### Problem to solve
State how many lines in the rows below contain the word "instance". Give only the number.

══════

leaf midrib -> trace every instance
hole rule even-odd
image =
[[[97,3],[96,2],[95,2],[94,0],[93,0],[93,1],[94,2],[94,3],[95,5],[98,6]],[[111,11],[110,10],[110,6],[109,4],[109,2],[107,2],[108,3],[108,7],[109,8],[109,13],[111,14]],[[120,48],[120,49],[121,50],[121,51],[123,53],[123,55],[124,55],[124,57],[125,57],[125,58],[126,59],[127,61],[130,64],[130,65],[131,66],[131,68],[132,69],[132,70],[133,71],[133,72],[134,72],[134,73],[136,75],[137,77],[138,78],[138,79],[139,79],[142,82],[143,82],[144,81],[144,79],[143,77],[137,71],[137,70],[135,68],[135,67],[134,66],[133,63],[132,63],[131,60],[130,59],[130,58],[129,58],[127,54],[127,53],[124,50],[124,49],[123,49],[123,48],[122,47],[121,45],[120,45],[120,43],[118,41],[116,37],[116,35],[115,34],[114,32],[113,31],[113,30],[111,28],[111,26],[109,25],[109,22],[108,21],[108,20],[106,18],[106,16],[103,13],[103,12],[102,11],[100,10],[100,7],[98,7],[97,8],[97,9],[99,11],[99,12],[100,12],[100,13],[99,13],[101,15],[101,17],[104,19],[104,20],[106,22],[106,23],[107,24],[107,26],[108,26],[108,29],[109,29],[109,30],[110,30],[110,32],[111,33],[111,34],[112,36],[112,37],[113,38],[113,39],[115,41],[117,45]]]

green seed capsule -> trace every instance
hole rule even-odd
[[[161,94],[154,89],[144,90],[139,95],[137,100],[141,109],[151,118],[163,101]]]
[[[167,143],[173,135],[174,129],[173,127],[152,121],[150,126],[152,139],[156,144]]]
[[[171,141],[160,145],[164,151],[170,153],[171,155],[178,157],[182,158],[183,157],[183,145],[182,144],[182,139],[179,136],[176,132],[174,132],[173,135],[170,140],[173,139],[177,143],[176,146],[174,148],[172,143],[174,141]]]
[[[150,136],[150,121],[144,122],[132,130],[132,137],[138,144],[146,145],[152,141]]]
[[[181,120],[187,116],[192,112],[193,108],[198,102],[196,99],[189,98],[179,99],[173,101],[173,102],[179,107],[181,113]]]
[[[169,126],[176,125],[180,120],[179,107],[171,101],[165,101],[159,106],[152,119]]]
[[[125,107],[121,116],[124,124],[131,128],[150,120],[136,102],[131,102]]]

══════

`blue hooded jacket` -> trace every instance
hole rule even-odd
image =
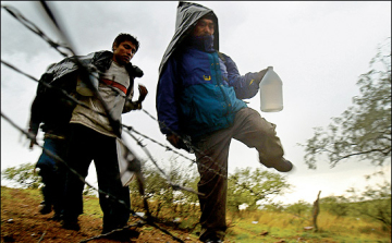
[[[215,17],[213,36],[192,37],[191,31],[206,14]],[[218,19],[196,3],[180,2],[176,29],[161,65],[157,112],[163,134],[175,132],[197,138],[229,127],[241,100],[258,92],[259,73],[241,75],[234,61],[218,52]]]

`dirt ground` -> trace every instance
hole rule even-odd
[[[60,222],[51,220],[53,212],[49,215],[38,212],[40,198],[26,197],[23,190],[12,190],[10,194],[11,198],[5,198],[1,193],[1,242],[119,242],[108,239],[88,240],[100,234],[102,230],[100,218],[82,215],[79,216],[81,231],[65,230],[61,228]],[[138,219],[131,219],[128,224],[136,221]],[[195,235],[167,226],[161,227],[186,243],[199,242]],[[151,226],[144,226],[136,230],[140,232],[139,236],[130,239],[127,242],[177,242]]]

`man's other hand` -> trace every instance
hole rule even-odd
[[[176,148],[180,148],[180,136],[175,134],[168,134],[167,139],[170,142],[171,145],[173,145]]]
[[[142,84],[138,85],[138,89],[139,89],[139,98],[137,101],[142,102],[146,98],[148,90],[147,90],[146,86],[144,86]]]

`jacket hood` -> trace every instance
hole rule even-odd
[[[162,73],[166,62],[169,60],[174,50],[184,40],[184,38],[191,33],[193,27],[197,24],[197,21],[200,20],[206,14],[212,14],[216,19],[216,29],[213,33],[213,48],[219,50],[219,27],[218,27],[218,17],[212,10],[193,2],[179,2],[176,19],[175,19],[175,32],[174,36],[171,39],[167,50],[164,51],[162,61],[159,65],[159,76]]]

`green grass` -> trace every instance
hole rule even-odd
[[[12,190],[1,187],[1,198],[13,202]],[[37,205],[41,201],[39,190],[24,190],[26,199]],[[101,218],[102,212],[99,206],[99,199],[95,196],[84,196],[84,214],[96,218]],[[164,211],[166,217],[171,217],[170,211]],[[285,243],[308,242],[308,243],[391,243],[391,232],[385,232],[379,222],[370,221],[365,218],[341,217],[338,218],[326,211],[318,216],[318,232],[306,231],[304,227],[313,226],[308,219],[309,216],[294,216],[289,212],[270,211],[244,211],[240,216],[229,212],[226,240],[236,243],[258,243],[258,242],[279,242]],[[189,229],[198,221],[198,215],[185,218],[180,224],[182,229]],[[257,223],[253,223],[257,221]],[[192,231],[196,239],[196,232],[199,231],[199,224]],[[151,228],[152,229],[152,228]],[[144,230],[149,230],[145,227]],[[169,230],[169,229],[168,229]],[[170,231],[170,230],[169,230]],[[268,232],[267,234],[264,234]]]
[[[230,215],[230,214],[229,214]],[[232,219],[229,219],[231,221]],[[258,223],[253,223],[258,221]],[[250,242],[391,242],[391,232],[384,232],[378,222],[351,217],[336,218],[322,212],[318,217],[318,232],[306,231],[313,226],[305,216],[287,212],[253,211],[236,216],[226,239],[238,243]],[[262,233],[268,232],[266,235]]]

══════

### Reply to the exercise
7